• _Provided material_
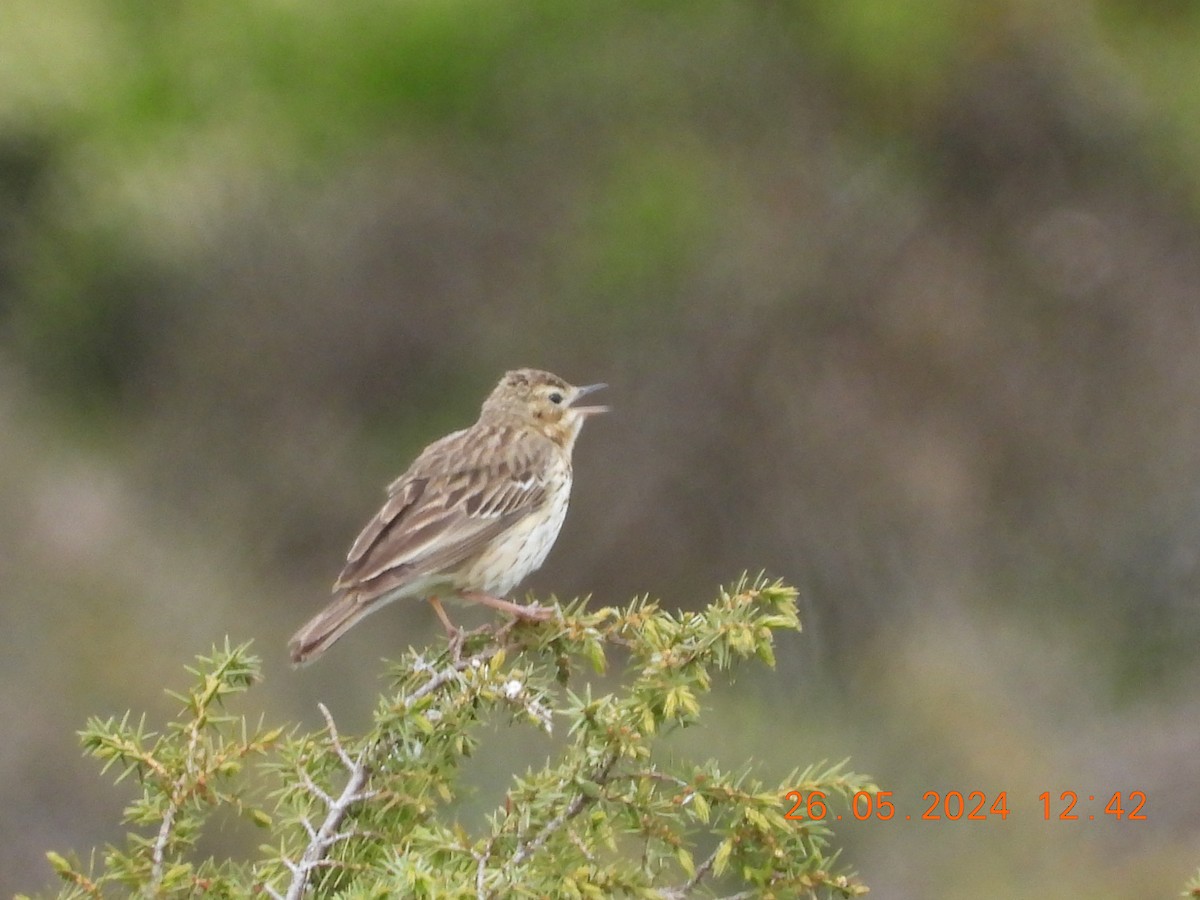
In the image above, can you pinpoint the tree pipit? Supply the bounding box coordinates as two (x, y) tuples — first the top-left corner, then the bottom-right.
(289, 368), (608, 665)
...
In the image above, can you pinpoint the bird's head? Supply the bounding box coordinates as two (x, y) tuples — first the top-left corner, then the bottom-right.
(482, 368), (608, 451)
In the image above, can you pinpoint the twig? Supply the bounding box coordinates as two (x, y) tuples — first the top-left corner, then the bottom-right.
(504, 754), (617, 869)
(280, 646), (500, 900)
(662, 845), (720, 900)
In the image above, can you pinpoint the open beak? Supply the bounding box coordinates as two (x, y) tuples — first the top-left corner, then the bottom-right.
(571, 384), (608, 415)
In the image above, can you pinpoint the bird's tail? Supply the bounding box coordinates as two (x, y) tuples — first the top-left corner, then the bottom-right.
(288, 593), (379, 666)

• _Requirements_
Copy out word for word everything from the line containing "In the image above, can you pinpoint the twig?" through the line containing "(288, 593), (379, 666)", including both of those lines.

• _Finished answer_
In the image above, can you pinpoint the twig? Supply the bounding box coordinates as two (x, y) tuples — first the top-left corner, then the bottom-right.
(504, 754), (617, 869)
(280, 646), (500, 900)
(662, 845), (720, 900)
In the image above, can you pinpoint the open beak? Supply the bounding box coordinates as two (x, y) tuples — first the top-left corner, then the bottom-right.
(571, 384), (608, 415)
In the image above, can you pinpoint the bird's tail? Supply the bounding box coordinates as two (x, y) tuples — first the top-left corner, then the bottom-right.
(288, 593), (379, 666)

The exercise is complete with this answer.